# TO-DO LIST
• 1. From the article on the Leniency Guidelines, reproduce the passage between "The leniency policy applies" and "under their agreement.", inclusive.
• 2. According to the article on the Leniency Guidelines, on what date were the guidelines officially issued?

# EXTRACTED TEXT

Preparations for the Leniency Guidelines by anti-monopoly authorities go back as far as 2015. In June 2015, the Office of the Anti-Monopoly Commission of the State Council (the “Office”) organized the three former antitrust enforcement agencies, i.e. the Ministry of Commerce, the National Development and Reform Commission (“NDRC”) and the previous State Administration for Industry and Commerce to Draft the Leniency Guidelines. In February 2016, the National Development and Reform Commission released the Draft Leniency Guidelines to solicit public comments. In February 2017, the Office revised the Draft Leniency Guidelines based on the opinions of the members and experts of the Anti-Monopoly Commission under the State Council. Due to the administrative re-structuring of the State Council, in August 2018, certain provisions of the Draft Leniency Guidelines were further amended. Upon approval of the Anti-Monopoly Commission under the State Council, the Leniency Guidelines were officially issued on January 4, 2019, and then published along with the other three guidelines in the above-mentioned book.

The current Leniency Guidelines provided relatively specific guidance to SAMR and market players regarding how SAMR’s leniency policy should be implemented. Specifically, it establishes a “marker” system with different fine reduction “levels”. It clarifies the requirements for obtaining leniency, reporting procedures, and practices for the submission of material evidence. It also provides guidance to enforcement agencies on leniency application reviews. Compared to the previous draft version, there are several changes in the application and review procedures, and specific requirements to which the operators should pay more attention if applying for leniency in an antitrust investigation. This article elaborates on the main highlights and implications of the Leniency Guidelines below. 

I. Application scope of the leniency policy

The leniency policy applies only to horizontal monopoly agreements concluded between competitors as defined under Article 13(1) of the AML. Vertical monopoly agreements and abuse of market dominance are not applicable. It also should be noted that not all the applicants under the leniency policy will be fully exempted from penalties. The Leniency Guidelines provides that if an operator organizes or forces other operators to participate in reaching or implementing monopoly agreements, or impedes other operators from terminating their illegal conduct, the authority will not grant an exemption but can instead allow a limited penalty reduction. Penalty reduction or exemption is generally applied against fines imposed on the parties to a monopoly agreement, but will not allow such parties to keep ill-gotten gains under their agreement.

II. When are operators entitled to apply for leniency?

The time limit for operators to apply for leniency is not very strict. Operators are entitled to apply for leniency (i) before the enforcement agency initiates a case or launches an investigation procedure under the AML, or (ii) after the enforcement agency initiates a case or launches an investigation procedure but before issuance of a prior notice on administrative penalty by the authorities.

III. Application report and “key evidence” required for the leniency application

When a party applies for a leniency, the following documents are required: the application report and “key evidence”. If the authority decides not to grant the leniency, it will not determine the illegal acts based on the relevant materials filed by parties for the purpose of leniency application.

# RAW DATA
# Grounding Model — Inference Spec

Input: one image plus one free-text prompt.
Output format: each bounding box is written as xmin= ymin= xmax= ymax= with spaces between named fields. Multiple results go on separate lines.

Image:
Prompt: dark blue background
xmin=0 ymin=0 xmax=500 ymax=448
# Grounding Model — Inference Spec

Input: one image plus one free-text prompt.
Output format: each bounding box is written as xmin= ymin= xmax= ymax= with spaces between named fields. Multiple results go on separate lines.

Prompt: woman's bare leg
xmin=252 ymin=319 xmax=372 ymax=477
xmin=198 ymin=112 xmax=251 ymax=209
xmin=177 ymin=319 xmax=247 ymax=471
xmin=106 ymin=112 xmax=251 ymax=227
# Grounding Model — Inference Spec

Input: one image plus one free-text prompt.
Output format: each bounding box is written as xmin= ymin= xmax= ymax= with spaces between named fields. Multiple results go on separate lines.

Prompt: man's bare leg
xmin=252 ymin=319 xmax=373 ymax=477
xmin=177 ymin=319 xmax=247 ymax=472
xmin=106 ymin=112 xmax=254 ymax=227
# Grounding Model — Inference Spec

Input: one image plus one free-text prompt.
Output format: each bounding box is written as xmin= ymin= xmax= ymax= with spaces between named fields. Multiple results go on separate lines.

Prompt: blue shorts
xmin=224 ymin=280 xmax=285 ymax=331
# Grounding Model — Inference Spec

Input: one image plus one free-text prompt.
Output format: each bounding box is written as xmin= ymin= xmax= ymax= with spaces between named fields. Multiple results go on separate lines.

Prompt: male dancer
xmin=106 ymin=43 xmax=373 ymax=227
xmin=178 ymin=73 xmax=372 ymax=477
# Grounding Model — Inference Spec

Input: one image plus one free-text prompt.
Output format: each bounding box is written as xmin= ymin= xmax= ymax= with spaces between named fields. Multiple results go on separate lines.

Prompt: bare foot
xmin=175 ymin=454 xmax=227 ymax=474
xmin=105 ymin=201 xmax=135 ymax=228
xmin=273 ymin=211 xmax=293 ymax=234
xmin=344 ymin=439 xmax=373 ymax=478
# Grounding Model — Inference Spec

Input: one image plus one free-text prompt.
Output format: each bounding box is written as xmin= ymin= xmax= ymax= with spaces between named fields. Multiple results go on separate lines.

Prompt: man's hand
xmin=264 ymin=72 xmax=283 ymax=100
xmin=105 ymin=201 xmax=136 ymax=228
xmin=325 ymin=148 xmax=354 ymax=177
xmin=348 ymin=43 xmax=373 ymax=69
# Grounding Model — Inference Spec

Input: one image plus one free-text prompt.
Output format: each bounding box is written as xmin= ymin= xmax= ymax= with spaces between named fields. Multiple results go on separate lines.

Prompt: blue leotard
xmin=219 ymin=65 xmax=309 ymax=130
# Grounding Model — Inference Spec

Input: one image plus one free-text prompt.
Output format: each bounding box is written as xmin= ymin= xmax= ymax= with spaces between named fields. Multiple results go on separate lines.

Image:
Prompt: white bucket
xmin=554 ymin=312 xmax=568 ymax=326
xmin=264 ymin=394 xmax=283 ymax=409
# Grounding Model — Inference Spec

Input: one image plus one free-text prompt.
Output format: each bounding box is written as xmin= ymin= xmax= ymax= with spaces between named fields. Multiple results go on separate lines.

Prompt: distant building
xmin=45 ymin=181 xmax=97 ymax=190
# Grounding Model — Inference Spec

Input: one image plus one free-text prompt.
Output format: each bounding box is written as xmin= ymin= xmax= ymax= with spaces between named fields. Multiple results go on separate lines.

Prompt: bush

# RESULTS BY TASK
• 1.
The leniency policy applies only to horizontal monopoly agreements concluded between competitors as defined under Article 13(1) of the AML. Vertical monopoly agreements and abuse of market dominance are not applicable. It also should be noted that not all the applicants under the leniency policy will be fully exempted from penalties. The Leniency Guidelines provides that if an operator organizes or forces other operators to participate in reaching or implementing monopoly agreements, or impedes other operators from terminating their illegal conduct, the authority will not grant an exemption but can instead allow a limited penalty reduction. Penalty reduction or exemption is generally applied against fines imposed on the parties to a monopoly agreement, but will not allow such parties to keep ill-gotten gains under their agreement.

• 2. January 4, 2019